-- Material to process start --
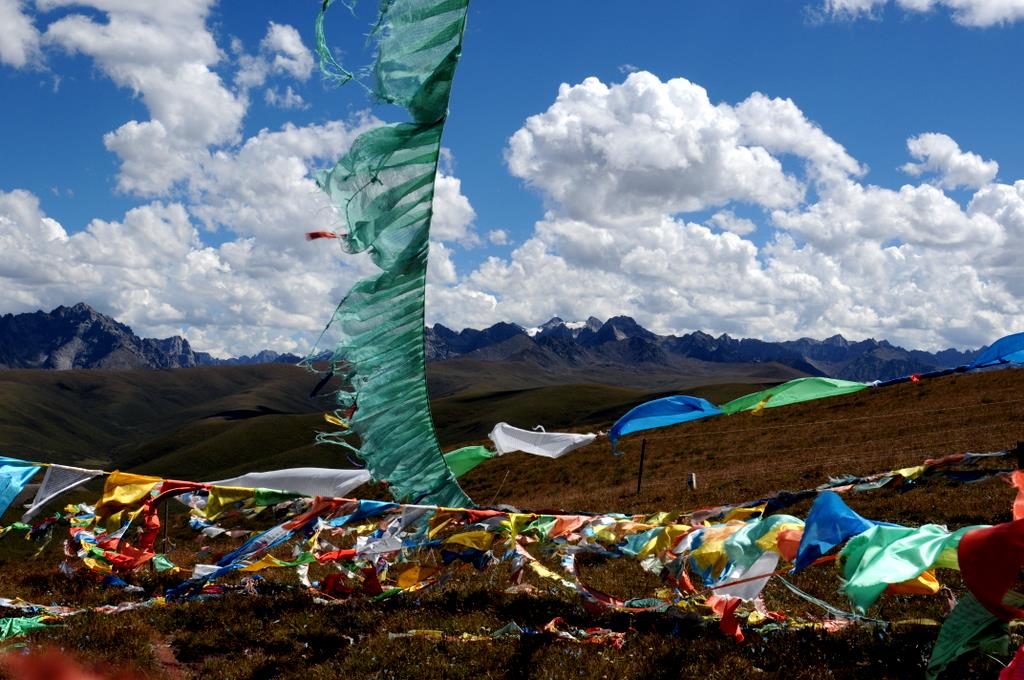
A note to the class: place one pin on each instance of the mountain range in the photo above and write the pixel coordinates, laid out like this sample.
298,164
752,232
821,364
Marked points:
80,337
557,351
560,345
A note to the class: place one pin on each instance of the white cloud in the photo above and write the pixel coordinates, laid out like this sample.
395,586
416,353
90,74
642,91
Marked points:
18,37
152,270
967,12
281,51
647,146
263,287
613,165
938,154
290,55
726,219
453,213
263,187
164,52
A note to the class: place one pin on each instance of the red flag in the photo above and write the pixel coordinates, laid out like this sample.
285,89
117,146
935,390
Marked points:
311,236
989,560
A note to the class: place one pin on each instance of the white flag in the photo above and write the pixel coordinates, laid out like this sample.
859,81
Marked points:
549,444
57,480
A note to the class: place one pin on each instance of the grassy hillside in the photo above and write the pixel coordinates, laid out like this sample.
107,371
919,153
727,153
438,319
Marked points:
-- Material to process end --
= Your task =
Quote the listing above in full, except for the pictures.

= Response =
A note to the class: place one pin on each instance of the mountain range in the photo above and write the pixel coordinates, laid out like this sample.
298,164
752,232
821,364
Marked points:
80,337
557,351
560,345
A note to the class: place one pin on each instance of the white cloud in the photo above and write the pixel coordinates, laid out like this sample.
395,586
416,353
90,74
642,91
Marked points:
18,37
152,270
967,12
281,51
647,146
263,287
613,165
938,154
290,55
726,219
453,213
263,187
164,52
A note to the class: place one pin on each instance of the red flag in the photo above and write the pixel coordinates, laid out like this sample.
285,89
117,146
935,390
Marked points:
311,236
989,560
A note to the class: place one pin on each instance of the white flag in the photo above and write the pixel coordinates, laid out like this sample.
859,81
Marked points:
549,444
57,480
A note to the class: place one pin on each instance of the grassy hillside in the photo above and write the pixel coordinates, laid out like this sample.
107,371
919,153
727,153
438,319
Marked points:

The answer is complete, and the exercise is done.